> _Task to complete_: Please return the full listing below without altering anything.

> _Records_:

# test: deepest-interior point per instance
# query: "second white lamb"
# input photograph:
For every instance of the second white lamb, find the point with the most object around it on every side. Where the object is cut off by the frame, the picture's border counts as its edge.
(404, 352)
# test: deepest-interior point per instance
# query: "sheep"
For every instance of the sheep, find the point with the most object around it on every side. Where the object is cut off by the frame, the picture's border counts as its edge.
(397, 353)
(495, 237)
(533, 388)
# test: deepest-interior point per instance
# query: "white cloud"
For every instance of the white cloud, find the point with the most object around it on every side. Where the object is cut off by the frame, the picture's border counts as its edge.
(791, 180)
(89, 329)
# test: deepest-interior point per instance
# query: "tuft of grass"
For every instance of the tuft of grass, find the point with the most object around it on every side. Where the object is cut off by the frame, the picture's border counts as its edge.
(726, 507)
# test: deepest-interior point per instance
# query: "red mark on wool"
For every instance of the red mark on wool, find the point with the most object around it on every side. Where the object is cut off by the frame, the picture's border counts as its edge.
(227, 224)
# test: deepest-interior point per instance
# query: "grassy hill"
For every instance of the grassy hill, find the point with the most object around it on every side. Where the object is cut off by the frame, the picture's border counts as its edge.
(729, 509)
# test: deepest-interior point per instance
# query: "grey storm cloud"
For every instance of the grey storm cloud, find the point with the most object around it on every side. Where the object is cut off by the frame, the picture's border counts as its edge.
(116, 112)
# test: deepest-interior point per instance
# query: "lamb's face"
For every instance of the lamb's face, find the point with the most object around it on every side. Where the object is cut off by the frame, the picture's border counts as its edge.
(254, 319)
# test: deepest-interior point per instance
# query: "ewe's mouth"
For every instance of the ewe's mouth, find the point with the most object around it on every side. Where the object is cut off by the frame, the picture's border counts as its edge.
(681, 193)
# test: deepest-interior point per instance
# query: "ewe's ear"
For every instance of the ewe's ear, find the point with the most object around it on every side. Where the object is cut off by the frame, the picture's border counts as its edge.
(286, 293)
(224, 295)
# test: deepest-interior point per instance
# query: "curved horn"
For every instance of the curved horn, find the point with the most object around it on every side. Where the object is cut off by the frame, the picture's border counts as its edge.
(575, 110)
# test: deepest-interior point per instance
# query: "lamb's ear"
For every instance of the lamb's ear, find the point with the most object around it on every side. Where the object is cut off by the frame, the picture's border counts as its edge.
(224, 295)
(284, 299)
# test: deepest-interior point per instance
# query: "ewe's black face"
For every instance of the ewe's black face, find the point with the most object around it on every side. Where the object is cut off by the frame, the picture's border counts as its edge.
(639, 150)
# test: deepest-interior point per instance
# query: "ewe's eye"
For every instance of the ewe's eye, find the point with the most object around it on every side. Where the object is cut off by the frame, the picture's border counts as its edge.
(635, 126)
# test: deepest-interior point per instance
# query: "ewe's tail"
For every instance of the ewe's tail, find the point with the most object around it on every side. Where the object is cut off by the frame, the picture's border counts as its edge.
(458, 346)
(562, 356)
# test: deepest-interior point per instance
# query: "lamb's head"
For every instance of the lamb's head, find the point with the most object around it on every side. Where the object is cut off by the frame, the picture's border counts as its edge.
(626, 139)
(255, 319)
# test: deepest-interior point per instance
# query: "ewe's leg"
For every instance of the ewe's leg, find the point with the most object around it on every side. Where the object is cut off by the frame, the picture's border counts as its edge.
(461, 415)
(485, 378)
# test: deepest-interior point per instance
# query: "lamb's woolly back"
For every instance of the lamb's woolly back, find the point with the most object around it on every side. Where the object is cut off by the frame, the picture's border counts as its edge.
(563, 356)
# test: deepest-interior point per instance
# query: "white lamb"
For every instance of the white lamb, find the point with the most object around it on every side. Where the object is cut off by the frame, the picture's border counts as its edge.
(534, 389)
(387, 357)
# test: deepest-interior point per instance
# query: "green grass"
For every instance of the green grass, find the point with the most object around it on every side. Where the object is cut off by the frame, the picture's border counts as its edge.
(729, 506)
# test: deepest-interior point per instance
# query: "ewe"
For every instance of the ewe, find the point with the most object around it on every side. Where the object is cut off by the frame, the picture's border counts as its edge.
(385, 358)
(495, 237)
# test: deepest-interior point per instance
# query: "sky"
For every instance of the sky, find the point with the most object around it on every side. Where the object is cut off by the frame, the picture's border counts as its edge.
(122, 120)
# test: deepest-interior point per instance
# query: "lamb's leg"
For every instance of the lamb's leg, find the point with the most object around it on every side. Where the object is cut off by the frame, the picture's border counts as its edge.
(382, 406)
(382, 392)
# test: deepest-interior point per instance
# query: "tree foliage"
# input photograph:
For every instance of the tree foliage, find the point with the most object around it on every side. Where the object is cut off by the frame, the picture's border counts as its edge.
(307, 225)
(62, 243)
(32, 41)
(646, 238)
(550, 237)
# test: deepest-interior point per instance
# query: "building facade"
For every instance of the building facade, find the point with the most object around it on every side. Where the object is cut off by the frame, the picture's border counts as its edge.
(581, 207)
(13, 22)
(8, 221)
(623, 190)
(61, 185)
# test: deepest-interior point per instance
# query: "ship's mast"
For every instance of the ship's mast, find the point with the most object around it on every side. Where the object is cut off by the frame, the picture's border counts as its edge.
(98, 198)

> _Exercise response_:
# test: deepest-interior point per instance
# query: "second white lamb"
# input photograph:
For every instance of the second white lamb, find the point with the most object around it on every side. Where the object is cut off by the frame, the picture's border counts as its edge.
(404, 352)
# test: deepest-interior point per instance
# query: "sheep"
For every instance of the sheep, find the point with the most object around it on every side. Where the object is cut off by the frame, the picture's border counts as its edge.
(397, 353)
(495, 237)
(533, 388)
# test: deepest-interior point per instance
# query: "white cloud"
For every instance of the white cloud, find the point with the most object around it on every side. Where the object is cut off by the frame, the picture's border counts as its edge.
(791, 180)
(89, 329)
# test: deepest-interior point per instance
# query: "tuft of grass"
For every instance of the tuft of grass, find the point with the most object around it on every side. Where the object is cut off by the frame, the picture's border counts as its edge.
(726, 507)
# test: deepest-interior point per instance
# query: "red mark on wool"
For every instance of the red mark on wool, find the point with the most object around it on every side. Where the object is cut off by the frame, the picture's border counts as its edge.
(227, 224)
# test: deepest-interior point per instance
# query: "grassy hill"
For every instance of the grassy hill, find the point with the most object around it on every side. Where the object is cut off by the frame, the picture's border counts as its edge.
(729, 509)
# test: deepest-interior point per instance
# query: "grey storm cloud"
For every instance of the grey storm cloud, find the point with the most object around it on every side. Where the object is cut off by the frame, the picture's border counts as its edge.
(116, 112)
# test: deepest-interior point per instance
# query: "lamb's face"
For every instance of the lamb's face, find the point with the most object around it on every side. Where the object is cut off by the frame, the picture's border counts as its edge.
(254, 319)
# test: deepest-interior point per instance
# query: "ewe's mouth"
For every instance of the ewe's mouth, find the point with the most object around it on every side. Where the object is cut off by the frame, the picture's border counts as its edge.
(681, 193)
# test: deepest-interior point per instance
# query: "ewe's ear"
For every instance of the ewe's ear, find the point with the most object around it on every side. Where the object is cut off by the frame, the picture's border counts as its edge.
(286, 293)
(224, 295)
# test: deepest-interior point per instance
# query: "curved horn"
For every instance of the curved horn, find the point with the most object around it on every side. Where the object is cut off by the frame, the picture's border counts as its edge.
(575, 110)
# test: deepest-interior point per instance
# query: "lamb's ear"
For every instance of the lamb's ear, find the point with the most object around it on every side. Where the object is cut off by the frame, the picture's border counts as its edge.
(224, 295)
(284, 299)
# test: deepest-interior point per instance
# query: "ewe's black face"
For every instance of the ewe's black face, find the point with the most object around it on every side. Where the object is cut off by the frame, the picture's border counts as its edge.
(639, 150)
# test: deepest-interior point per instance
# query: "ewe's eye"
For every instance of the ewe's eye, find the point with the most object around it on every side. Where the object is cut off by the frame, the picture's border counts as its edge.
(635, 126)
# test: deepest-interior point per instance
# query: "ewe's tail"
For every instance of the ewe's tail, find the point with the most object around it on every side. Where the object is cut off by the frame, the picture's border counts as its edge.
(458, 346)
(562, 356)
# test: deepest-interior point per instance
# query: "lamb's head"
For every instance of the lamb's head, find the point with the most object around it on every side. Where the object is cut off by the frame, the picture's border counts as its edge.
(626, 139)
(255, 319)
# test: deepest-interior point per instance
# query: "ewe's leg"
For every instance of the ewe's leg, find the point with the most object around it on every side. Where the object is cut off by the frame, the picture's border counts as its edge.
(461, 415)
(485, 378)
# test: deepest-interior point per instance
# query: "lamb's woolly back"
For every instance of the lamb's woolly back, find the point with the most object around it on every side. Where the object is cut off by the frame, the picture's border counts as its edge.
(563, 356)
# test: deepest-interior point per instance
# query: "white lamb"
For every instance of the white lamb, find the point with the most object around it on every side. Where the object is cut off by the frame, the picture's border counts as its edge.
(534, 389)
(387, 357)
# test: deepest-interior point per instance
# query: "green grass"
For every instance of the green grass, find the point with the most object around it on every side. Where the object is cut off by the frame, the picture's border counts as its edge.
(729, 506)
# test: deepest-interior point per instance
# query: "ewe"
For every instance of the ewe, find the point with the most object around it on every side. Where the object is cut off by the frame, the picture's border counts as its edge.
(385, 358)
(495, 237)
# test: deepest-interior point per instance
# query: "sky"
For every instance of the sky, find the point with the most object around it on every side. Where the object is cut off by the frame, the picture's border counts as its edge.
(122, 120)
# test: deepest-interior point per instance
# query: "lamb's leg"
For every instance of the lamb's leg, find the point with the most object around it on every side. Where the object is cut off by the frame, the picture's border counts as its edge.
(382, 406)
(382, 392)
# test: deepest-interior point per instance
# query: "tree foliage"
# input photograph:
For every instance of the tree foliage, find the point with the most object around it on every side. Where the object is cut off by the frame, the picture's border counts as its edge.
(307, 225)
(62, 243)
(32, 41)
(646, 238)
(550, 237)
# test: deepest-interior point per instance
# query: "building facade"
For every instance of the building facade, find the point with the most object around it on every side. Where the object is cut off by the frame, the picture's border counts as its edge.
(581, 207)
(13, 22)
(8, 221)
(623, 190)
(61, 185)
# test: deepest-interior point per instance
# query: "ship's mast"
For every instance of the ship's mast, find the point with the most object around it on every side. Where the object is cut off by the frame, the picture's border counts as its edge.
(98, 198)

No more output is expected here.